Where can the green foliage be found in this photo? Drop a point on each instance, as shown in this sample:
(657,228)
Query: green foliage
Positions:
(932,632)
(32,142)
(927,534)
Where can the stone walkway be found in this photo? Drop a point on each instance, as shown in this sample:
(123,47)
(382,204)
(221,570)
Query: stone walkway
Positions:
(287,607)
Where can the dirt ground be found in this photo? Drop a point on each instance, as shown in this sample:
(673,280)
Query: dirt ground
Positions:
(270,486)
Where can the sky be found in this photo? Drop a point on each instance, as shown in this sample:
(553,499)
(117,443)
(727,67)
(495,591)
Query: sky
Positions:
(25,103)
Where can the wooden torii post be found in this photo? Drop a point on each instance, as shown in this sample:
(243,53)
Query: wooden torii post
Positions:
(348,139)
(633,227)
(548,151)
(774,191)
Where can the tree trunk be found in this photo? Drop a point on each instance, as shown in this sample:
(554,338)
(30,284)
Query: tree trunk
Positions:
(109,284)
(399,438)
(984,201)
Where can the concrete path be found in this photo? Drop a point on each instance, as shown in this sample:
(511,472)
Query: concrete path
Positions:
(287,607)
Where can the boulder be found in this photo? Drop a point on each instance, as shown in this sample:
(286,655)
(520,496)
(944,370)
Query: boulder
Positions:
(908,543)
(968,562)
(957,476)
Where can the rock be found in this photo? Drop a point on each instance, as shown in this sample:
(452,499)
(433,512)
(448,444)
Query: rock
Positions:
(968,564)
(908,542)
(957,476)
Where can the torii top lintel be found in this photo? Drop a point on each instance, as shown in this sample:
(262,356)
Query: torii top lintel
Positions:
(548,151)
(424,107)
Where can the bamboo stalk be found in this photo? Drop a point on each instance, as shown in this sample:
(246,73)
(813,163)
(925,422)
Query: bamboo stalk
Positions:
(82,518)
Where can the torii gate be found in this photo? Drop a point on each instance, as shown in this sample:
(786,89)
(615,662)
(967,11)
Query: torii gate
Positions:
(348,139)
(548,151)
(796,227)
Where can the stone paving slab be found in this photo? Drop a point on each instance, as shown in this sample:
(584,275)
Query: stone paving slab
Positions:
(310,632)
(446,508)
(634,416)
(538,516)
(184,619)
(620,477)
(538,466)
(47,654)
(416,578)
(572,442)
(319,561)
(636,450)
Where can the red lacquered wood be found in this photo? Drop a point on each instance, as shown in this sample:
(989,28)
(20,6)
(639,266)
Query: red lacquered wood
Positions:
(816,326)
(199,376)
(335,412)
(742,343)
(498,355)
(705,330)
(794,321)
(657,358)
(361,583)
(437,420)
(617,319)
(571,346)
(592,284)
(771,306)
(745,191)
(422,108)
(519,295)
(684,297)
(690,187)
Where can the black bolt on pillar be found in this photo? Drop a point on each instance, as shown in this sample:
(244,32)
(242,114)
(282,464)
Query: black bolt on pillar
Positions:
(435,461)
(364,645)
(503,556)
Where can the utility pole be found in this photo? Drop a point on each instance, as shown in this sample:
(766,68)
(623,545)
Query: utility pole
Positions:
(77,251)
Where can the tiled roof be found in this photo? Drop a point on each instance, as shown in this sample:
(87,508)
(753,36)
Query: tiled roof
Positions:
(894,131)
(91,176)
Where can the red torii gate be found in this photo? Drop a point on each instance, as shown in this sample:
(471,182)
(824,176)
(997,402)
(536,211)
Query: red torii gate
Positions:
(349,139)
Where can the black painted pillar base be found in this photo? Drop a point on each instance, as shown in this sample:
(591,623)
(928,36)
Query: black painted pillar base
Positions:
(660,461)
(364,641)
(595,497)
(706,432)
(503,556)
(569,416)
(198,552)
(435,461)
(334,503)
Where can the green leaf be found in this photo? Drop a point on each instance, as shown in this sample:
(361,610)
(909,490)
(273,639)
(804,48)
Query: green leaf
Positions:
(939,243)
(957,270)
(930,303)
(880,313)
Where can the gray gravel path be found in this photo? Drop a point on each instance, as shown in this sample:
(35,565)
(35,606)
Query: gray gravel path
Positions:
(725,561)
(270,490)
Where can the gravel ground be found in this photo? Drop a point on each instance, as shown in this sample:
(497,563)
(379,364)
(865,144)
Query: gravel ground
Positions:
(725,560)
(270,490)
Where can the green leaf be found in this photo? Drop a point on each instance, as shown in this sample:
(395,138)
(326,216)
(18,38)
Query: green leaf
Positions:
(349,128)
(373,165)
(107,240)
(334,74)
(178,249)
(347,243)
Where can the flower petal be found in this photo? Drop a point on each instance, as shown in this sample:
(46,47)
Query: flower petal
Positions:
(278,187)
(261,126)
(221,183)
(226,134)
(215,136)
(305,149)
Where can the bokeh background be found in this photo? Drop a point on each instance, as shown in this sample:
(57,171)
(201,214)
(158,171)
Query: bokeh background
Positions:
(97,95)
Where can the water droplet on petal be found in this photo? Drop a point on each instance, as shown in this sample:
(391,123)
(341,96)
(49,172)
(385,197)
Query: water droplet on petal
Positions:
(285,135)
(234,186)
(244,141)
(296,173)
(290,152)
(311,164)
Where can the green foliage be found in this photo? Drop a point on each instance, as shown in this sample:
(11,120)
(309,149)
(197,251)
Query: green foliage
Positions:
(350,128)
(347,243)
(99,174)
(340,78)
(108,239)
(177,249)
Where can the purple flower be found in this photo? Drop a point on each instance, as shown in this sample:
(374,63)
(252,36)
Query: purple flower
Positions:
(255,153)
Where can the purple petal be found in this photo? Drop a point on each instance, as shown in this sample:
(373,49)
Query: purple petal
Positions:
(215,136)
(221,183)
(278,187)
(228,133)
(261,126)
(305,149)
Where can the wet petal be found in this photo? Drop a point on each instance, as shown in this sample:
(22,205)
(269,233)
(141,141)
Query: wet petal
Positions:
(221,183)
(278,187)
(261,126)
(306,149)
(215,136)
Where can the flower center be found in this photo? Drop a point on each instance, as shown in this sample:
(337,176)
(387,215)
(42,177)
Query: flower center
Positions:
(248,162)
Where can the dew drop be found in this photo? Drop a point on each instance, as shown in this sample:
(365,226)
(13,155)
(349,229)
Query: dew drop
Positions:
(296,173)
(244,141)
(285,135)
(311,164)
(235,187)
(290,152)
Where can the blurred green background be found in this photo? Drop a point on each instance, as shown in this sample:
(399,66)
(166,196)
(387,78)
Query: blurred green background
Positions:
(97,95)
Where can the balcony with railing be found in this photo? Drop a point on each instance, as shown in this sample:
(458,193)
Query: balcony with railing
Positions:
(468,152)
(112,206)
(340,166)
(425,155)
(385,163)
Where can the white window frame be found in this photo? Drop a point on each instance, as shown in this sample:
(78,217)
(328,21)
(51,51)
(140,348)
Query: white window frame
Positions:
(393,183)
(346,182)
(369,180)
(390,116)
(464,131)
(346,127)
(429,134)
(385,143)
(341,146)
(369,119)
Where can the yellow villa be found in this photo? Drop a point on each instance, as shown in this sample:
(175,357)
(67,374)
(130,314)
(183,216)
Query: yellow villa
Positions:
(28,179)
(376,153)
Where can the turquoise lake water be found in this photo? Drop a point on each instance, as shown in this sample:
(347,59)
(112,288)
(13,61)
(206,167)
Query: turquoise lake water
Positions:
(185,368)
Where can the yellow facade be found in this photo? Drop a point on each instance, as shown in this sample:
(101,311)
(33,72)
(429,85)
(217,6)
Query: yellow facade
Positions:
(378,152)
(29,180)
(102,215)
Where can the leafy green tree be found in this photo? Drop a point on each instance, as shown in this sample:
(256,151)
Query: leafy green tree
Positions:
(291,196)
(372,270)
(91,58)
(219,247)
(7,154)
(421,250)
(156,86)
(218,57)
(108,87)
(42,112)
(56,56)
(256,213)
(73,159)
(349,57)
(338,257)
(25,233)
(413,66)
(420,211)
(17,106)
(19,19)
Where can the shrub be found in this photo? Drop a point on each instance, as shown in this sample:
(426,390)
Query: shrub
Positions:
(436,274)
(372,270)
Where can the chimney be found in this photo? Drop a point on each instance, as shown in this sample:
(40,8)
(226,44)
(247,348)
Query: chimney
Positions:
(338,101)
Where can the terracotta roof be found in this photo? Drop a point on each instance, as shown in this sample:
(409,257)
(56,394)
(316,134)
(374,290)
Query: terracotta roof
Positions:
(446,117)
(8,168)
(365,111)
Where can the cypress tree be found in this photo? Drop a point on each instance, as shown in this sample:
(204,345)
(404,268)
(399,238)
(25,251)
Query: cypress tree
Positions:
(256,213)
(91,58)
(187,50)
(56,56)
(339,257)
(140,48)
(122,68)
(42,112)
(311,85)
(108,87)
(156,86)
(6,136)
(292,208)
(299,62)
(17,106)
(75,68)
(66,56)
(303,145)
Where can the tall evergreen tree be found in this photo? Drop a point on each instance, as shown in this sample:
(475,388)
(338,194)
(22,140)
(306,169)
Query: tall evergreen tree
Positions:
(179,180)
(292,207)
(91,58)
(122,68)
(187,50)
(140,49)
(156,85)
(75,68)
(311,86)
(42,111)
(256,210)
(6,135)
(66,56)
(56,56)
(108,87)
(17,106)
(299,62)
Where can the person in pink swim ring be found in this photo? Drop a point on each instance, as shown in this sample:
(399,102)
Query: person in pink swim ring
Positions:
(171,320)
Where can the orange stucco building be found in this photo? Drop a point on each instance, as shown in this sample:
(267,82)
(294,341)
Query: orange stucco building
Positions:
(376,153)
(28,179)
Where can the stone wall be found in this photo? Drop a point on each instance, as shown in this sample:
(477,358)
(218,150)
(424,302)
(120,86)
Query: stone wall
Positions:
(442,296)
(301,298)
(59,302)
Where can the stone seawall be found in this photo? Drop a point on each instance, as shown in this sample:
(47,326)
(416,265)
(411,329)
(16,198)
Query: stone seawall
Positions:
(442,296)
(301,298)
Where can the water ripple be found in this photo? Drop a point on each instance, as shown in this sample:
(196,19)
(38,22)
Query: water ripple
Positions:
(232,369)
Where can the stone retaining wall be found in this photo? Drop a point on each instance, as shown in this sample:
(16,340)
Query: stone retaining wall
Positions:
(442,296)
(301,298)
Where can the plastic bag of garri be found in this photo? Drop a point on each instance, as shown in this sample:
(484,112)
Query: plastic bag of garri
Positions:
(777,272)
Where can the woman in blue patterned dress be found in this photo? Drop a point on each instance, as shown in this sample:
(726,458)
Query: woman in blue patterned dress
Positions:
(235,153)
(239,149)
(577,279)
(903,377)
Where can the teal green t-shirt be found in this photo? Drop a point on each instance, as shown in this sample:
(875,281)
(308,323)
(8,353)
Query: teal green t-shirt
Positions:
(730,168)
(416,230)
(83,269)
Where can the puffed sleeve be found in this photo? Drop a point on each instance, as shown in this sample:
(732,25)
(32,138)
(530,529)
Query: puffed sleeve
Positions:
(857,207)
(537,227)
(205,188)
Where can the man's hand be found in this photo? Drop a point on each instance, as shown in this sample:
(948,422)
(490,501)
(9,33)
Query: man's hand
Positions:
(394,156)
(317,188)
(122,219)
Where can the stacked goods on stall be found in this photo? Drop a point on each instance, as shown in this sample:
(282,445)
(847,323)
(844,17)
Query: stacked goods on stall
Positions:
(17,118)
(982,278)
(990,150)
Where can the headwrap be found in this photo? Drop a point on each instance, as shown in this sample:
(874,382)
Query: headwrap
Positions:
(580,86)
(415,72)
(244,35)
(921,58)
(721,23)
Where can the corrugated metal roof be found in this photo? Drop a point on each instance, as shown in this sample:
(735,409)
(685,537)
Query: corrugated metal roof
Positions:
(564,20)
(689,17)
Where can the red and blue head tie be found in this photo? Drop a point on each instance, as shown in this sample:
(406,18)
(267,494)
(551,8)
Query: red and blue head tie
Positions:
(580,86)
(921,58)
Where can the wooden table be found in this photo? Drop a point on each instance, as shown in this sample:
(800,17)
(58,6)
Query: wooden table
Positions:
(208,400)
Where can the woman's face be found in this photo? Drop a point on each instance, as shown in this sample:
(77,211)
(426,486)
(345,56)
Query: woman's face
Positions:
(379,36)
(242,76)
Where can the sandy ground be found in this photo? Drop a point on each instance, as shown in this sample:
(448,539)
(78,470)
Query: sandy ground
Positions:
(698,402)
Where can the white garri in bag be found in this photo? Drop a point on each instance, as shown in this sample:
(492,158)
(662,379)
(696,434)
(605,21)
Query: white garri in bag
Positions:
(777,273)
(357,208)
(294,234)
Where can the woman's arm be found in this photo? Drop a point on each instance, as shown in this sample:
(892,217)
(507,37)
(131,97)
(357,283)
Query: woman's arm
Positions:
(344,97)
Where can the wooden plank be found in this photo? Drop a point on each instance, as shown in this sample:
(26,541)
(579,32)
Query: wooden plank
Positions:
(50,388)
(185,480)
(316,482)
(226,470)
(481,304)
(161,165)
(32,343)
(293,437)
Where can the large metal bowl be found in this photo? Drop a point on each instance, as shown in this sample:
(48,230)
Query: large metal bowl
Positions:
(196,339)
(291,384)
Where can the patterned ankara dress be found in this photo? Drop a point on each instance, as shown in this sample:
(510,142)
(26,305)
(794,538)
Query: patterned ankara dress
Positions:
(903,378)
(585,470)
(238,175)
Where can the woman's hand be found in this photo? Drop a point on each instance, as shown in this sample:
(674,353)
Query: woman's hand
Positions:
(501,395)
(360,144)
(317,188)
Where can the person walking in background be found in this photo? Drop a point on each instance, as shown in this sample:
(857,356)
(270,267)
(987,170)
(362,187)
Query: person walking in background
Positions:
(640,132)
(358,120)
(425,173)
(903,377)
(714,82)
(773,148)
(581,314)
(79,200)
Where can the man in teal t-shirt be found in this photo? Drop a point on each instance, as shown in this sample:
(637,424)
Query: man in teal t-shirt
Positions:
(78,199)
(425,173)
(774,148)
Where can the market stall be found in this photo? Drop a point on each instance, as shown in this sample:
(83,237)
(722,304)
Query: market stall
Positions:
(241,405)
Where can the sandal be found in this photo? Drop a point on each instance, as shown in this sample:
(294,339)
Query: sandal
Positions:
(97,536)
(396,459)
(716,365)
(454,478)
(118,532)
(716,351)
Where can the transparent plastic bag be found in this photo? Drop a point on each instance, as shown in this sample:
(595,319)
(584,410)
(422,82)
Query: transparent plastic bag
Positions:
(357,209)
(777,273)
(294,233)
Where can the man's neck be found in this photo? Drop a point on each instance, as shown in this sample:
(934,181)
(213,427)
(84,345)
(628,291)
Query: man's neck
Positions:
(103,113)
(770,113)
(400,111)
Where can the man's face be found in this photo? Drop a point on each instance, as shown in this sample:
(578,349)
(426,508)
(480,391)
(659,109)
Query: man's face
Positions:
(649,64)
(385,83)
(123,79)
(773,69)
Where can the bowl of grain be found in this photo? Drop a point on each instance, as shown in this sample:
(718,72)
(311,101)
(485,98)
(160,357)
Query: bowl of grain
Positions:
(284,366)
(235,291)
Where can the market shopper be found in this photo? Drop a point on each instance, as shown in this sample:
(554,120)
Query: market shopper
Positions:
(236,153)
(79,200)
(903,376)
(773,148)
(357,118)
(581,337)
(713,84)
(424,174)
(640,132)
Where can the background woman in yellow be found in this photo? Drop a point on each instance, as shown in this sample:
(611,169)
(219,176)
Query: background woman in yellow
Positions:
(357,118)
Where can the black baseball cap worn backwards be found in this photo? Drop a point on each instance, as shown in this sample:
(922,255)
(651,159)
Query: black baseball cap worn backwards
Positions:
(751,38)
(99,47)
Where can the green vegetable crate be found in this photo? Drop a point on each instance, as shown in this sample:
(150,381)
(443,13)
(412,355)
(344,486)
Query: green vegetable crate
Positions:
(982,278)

● ● ● ● ● ● ●

▸ Exercise requirements: The lines to reproduce run from the one that contains "Where can the background" through the last line above; copy them exactly.

▸ Full solution:
Where can the background woman in yellow be found in this photo? Drop a point on each instance, as shown in this sample:
(611,169)
(219,176)
Query: background woman in yellow
Positions:
(357,118)
Where can the black baseball cap worn backwards be found in this photo? Drop a point on each instance, as shown in this sample:
(922,255)
(651,159)
Query: black baseball cap worn backwards
Positions:
(751,38)
(99,47)
Where can the green vegetable crate be found in this photo? Drop a point on each instance, as shown in this sample:
(150,381)
(443,13)
(412,355)
(344,486)
Query: green vegetable crate
Positions:
(982,278)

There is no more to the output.